TASK TO CARRY OUT
Pictures are not part of the copy. Reproduce all the records exactly.

-- Opening Marker --

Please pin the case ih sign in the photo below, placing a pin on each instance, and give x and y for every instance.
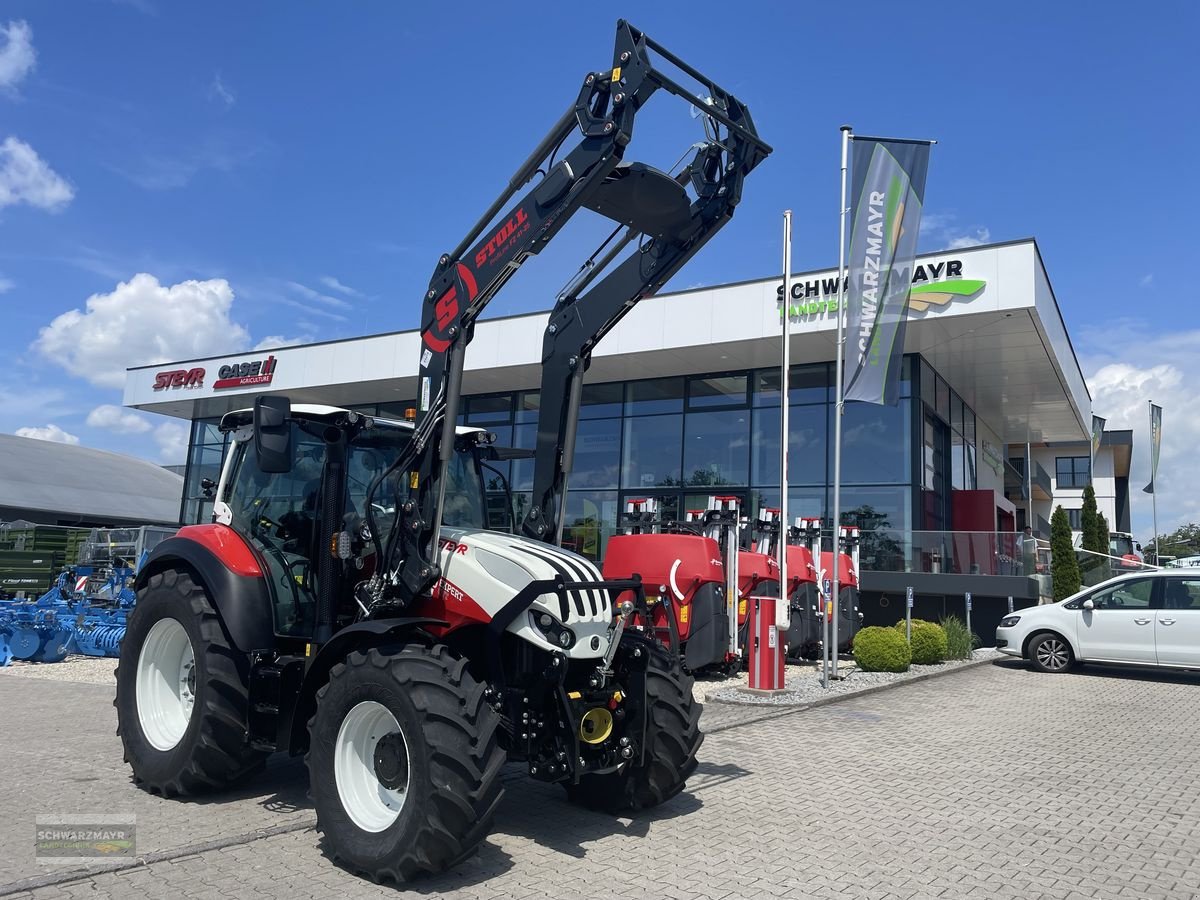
(179, 378)
(244, 375)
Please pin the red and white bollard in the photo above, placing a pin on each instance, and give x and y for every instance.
(766, 647)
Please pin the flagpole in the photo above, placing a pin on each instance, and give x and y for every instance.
(838, 409)
(783, 612)
(1153, 492)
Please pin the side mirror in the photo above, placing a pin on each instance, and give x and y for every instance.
(273, 435)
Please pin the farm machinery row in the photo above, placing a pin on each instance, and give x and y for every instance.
(87, 606)
(703, 571)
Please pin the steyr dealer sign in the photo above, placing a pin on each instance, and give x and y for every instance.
(235, 375)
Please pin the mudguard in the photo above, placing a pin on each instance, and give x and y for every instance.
(231, 573)
(709, 637)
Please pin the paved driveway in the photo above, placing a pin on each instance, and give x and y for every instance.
(994, 781)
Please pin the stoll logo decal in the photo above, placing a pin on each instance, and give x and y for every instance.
(245, 375)
(820, 295)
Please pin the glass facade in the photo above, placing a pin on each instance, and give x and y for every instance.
(681, 438)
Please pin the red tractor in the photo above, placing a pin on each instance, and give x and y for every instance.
(348, 601)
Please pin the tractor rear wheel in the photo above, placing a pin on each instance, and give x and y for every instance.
(672, 738)
(405, 762)
(181, 693)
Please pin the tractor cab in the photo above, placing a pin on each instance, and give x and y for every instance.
(325, 453)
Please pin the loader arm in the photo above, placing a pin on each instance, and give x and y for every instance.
(504, 237)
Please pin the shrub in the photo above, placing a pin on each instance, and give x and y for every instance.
(929, 642)
(882, 649)
(958, 639)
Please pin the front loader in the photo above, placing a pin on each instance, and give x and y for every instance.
(348, 604)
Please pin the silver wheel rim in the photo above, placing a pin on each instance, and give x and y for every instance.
(1054, 654)
(370, 804)
(166, 684)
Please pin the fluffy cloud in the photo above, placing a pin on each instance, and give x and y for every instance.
(25, 178)
(142, 323)
(172, 441)
(48, 432)
(17, 54)
(117, 420)
(1127, 365)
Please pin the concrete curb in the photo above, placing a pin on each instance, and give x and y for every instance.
(845, 695)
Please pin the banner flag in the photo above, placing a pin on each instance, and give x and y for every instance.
(1156, 444)
(1097, 433)
(888, 190)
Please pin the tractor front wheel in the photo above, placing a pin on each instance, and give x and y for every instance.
(672, 738)
(405, 762)
(181, 693)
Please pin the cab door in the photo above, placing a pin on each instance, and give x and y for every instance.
(1177, 624)
(1121, 627)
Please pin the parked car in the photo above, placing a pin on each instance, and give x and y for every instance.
(1140, 618)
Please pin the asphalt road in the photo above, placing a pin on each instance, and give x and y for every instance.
(993, 781)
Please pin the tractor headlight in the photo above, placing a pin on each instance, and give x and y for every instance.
(552, 629)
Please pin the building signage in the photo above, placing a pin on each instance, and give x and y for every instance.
(246, 375)
(933, 285)
(179, 378)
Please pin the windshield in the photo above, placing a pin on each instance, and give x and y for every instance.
(282, 509)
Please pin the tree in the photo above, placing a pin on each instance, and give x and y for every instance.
(1063, 564)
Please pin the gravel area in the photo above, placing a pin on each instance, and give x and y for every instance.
(82, 670)
(803, 685)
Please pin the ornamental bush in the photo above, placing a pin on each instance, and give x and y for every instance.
(881, 649)
(958, 639)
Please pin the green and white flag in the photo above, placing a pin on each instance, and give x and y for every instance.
(887, 195)
(1156, 444)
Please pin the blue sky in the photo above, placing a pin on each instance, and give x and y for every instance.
(317, 157)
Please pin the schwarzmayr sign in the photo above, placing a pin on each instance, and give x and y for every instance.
(933, 285)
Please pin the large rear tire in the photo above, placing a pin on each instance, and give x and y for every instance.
(672, 739)
(405, 762)
(181, 693)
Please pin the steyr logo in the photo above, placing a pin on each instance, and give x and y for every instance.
(179, 378)
(245, 375)
(502, 237)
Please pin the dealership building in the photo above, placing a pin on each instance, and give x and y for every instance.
(683, 400)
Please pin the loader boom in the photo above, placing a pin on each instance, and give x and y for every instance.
(592, 174)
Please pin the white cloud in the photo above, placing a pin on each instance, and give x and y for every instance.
(25, 178)
(141, 323)
(220, 93)
(274, 342)
(117, 420)
(172, 441)
(17, 53)
(333, 283)
(48, 432)
(1128, 366)
(310, 294)
(972, 238)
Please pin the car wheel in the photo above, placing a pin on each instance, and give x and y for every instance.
(1050, 653)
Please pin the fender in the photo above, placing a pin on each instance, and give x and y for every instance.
(232, 575)
(360, 636)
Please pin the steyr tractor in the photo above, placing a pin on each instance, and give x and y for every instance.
(348, 604)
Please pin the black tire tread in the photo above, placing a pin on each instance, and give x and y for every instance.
(466, 760)
(675, 738)
(221, 755)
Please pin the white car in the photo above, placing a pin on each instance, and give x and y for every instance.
(1140, 618)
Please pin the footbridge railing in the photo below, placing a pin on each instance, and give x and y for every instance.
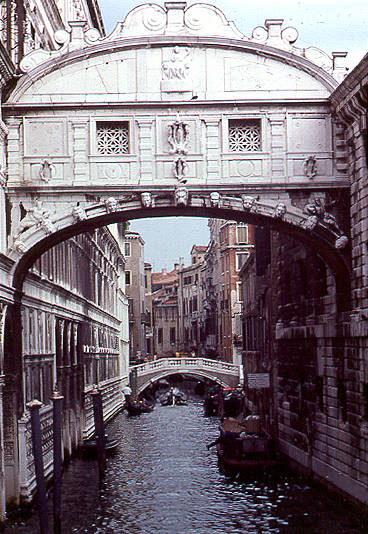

-- Closing Marker --

ANSWER TO THIS PROBLEM
Please pin the case ih sign in the photo below, placing a pin on each instance, and give x and y for every instance.
(179, 378)
(244, 375)
Please pin the red and white bollard in the photo above, placing a pin on each instance, and give x and y for every instance.
(766, 647)
Please pin the flagpole in the photo above, placing a pin on each instance, and give x and y for every instance.
(838, 409)
(783, 612)
(1153, 492)
Please pin the side mirror in the photo above, placing a pin on each instance, and give x and y for every instance.
(273, 435)
Please pin the farm machinery row in the photo above, placing a pin on each instance, and give x and y for every instance.
(87, 606)
(703, 571)
Please pin the steyr dealer sign in the photo above, placing a pin on each instance, and give x and y for every instance.
(235, 375)
Please pin the mudguard in the photo above, placing a pin on each instance, and give x and y for every instance.
(231, 573)
(709, 637)
Please pin the paved driveway in the photo above, placing a pin on each instance, and give x and y for every instance.
(994, 781)
Please pin the stoll logo decal in the photo above, placing a pin on each instance, and give x and y for every instance.
(245, 375)
(820, 295)
Please pin the glass facade in the photo above, placing a pin on each instance, and give x and y for every instance.
(681, 438)
Please pin the red tractor in the photo above, placing a pin on each instance, and give x and y for every instance.
(348, 601)
Please pin the tractor rear wheel in the photo above, placing a pin on each instance, and give x and y for every instance.
(672, 738)
(405, 762)
(181, 693)
Please pin the tractor cab in the photo above, placing a pin on each instance, and give x and y for every instance.
(325, 453)
Please pin the loader arm in the photo above, placing a pin on each instance, and give x and y for every instance.
(504, 237)
Please pin the shrub in the photo above, placing a pin on each instance, and give x and y for every instance.
(929, 642)
(882, 649)
(958, 639)
Please pin the front loader in the photo above, placing a pin on each instance, and give x and y for every instance.
(348, 604)
Please pin the silver wheel rim in the photo above, placing a pin on each instance, and give x and y for every instance.
(1054, 654)
(370, 804)
(166, 684)
Please pin the fluffy cloud in the photo above, placing a pin on each instance, and give x and y for every instance.
(25, 178)
(142, 323)
(172, 441)
(48, 432)
(17, 54)
(117, 420)
(1127, 365)
Please pin the concrete curb in the photo above, placing a pin on each instance, and give x and y for every instance.
(845, 695)
Please pin the banner flag in the photo above, placing a pin on each instance, and give x and y for every instance.
(1156, 444)
(1097, 433)
(888, 190)
Please pin the tractor front wheel in the photo above, placing a pin on each instance, and give x and y for every instance.
(672, 738)
(405, 762)
(181, 693)
Please pin the cab door in the photo above, placing a pin on each instance, and give x and y for every instance.
(1177, 624)
(1121, 627)
Please pin the parked car in the photo above, placing a pin on each instance, and give x and y for every instance.
(1140, 618)
Please pin the asphalt road in the photo above, placing a pin on each instance, and give x and y for every instance.
(993, 781)
Please pin the tractor headlight in the photo above, placing a pin on each instance, and give x and y for every instance.
(552, 629)
Please pin the building signage in the photo above, placing a pin on each instance, and give x and y for every instance.
(246, 375)
(933, 285)
(179, 378)
Please pin the windshield in the photo above, placing a pin on each instance, and give x and y for every instance.
(282, 509)
Please pin the tree in the photo above, placing a pin on each instance, and give x and y for every instance.
(1063, 564)
Please pin the gravel area in the photo above, placing a pin on each instance, and give x and y for every instance.
(82, 670)
(803, 685)
Please pin the ornamental bush in the photo above, placing a pin on each instance, and give x and y for every instance.
(881, 649)
(958, 639)
Please pin the green and white flag in the photo above, placing a pin on each instance, and give x and y for every instance.
(887, 195)
(1156, 444)
Please pin the blue sky in the photo above, placing a pin on each instance, and give x and y for every instance.
(317, 157)
Please pin the schwarzmayr sign in the photo above, placing a pin on each instance, and give x and y for every instance.
(933, 285)
Please pin the large rear tire in the photo above, placing a pin on each instance, and give x and y for every instance.
(672, 739)
(405, 762)
(181, 693)
Please pin the steyr logo in the photo above, placing a pin on each instance, and give x and y for every instance.
(179, 378)
(245, 375)
(502, 237)
Please pin the dealership building in the photo above, placing a pin on each instance, and give x and y for every instance.
(683, 400)
Please pin the loader boom in the photo above, placing a pin on each instance, and give x and y for every instance.
(592, 174)
Please pin the white cloud in the photo above, placing a pin on each instance, and give x and y for every instance.
(25, 178)
(141, 323)
(220, 93)
(274, 342)
(117, 420)
(172, 441)
(17, 53)
(333, 283)
(48, 432)
(1128, 366)
(310, 294)
(972, 238)
Please pin the car wheel in the photo above, placing a pin on each instance, and give x and y for every instance.
(1050, 653)
Please pin the fender in the photo above, placing a pin on each instance, and give x and y for every instance.
(232, 575)
(360, 636)
Please pin the steyr tractor in the photo above, placing a pin on each instance, and give x and y for every instance.
(348, 604)
Please pin the black tire tread in the photo above, placing a pin on each instance, and give x and y for every instance.
(466, 760)
(675, 738)
(221, 755)
Please pin the white car in the photo above, placing a pin on each instance, and give x and y for every instance.
(1140, 618)
Please pin the footbridge railing in the photo below, placing a pin on each instance, and give x and y for every instance.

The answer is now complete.